Answer these questions from the album review below:
1. According to the review, how many years removed from Speakerboxx/The Love Below is Outkast's hiatus?
2. Which record label blocked collaborations with Andre from inclusion on the album?
3. How many different producers and guest appearances does the album feature?

[Provided text — start]

Wednesday, July 21, 2010

Review: Big Boi - Sir Lucious Left Foot...The Son Of Chico Dusty


It's hard not to greet the arrival of a Big Boi solo album with pangs of regret. The project itself serves as a depressing reminder that hip hop supergroup Outkast is still on hiatus, seven years removed from Speakerboxx/The Love Below (yes, I am going to pretend that Idlewild never happened). More than anything, we wish Andre would stop drifting about, dabbling in all manner of artistic pursuits, and get his ass back in the studio.

The silver lining behind Sir Lucious Left Foot...The Son Of Chico Dusty however is that Big Boi is given an opportunity to remind us once again that he is the real deal. After his spectacular performance on Speakerboxx, we shouldn't be surprised by this fact, but for some reason we continue not to take him seriously as a soloist.

That may be about to change now. Three years in the making and full of stories about major label drama (collaborations with Andre were blocked from inclusion on the album by Jive Records after Big Boi spilt from the label over creative differences), Sir Lucious Left Foot arrives as an excellent collection of eclectic, well-constructed and deeply satisfying tracks.

Big Boi seems to have never met a musical influence he wasn't compelled to incorporate; from funk to vintage 70's soul to rock, classical and even show tunes. For someone so unassuming, he proves to be fearless and full of imagination when it comes to exploring different sounds. He also proves to be an expert composer, blending all of these competing sounds into funky and intoxicating brew. He presides over the entire affair, featuring 12 different producers and 16 guest appearances, with supreme confidence and a deft ear. Rather than sounding like an experimental mish mash, this record comes off as tight -- all of it anchored by General Patton's nimble flow and his insistence on infusing everything with an unmistakable dirty south crunk music aesthetic.

[Provided text — finish]
[Source information — start]

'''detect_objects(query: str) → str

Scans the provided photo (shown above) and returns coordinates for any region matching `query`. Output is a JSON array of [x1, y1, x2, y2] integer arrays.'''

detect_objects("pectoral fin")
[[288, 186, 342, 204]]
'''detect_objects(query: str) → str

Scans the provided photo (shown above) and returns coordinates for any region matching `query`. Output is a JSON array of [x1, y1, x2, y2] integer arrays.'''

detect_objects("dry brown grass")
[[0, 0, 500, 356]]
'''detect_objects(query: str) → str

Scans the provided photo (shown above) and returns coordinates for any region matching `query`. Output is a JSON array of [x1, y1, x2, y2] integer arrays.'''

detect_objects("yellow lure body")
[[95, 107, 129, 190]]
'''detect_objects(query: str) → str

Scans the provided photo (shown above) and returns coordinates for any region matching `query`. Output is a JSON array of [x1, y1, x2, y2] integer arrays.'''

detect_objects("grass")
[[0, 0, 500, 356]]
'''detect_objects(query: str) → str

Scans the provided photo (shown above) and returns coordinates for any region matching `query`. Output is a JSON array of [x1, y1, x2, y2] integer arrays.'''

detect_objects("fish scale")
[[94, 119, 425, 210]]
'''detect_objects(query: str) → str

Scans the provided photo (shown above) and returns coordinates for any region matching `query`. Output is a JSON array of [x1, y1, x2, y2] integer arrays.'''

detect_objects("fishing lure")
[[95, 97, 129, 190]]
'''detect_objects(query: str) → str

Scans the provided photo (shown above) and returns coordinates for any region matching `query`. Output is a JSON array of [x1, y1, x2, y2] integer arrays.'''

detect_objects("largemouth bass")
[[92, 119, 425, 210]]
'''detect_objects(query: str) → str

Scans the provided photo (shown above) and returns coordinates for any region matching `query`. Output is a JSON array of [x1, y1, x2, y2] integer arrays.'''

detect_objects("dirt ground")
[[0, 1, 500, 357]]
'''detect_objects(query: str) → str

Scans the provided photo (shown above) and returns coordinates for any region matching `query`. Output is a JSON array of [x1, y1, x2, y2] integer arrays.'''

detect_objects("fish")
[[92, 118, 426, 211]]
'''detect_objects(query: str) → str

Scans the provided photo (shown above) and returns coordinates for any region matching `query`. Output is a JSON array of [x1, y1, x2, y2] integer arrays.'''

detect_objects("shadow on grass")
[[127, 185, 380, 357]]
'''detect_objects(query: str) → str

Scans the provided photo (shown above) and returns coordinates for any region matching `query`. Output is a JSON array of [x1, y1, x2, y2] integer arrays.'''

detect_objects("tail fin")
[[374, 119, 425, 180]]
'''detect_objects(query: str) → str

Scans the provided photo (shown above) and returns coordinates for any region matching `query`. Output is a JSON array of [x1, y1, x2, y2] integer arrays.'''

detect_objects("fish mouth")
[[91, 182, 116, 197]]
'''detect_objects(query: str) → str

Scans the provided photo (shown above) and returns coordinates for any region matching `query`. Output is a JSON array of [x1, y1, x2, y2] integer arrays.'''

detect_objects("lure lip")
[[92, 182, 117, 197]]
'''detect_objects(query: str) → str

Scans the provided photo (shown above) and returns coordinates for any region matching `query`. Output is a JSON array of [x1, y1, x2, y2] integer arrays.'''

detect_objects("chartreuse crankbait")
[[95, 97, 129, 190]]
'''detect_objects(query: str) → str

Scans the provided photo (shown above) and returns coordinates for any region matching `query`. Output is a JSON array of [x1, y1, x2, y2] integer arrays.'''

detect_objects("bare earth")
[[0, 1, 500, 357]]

[Source information — finish]

Task result:
1. Seven years.
2. Jive Records.
3. 12 different producers and 16 guest appearances.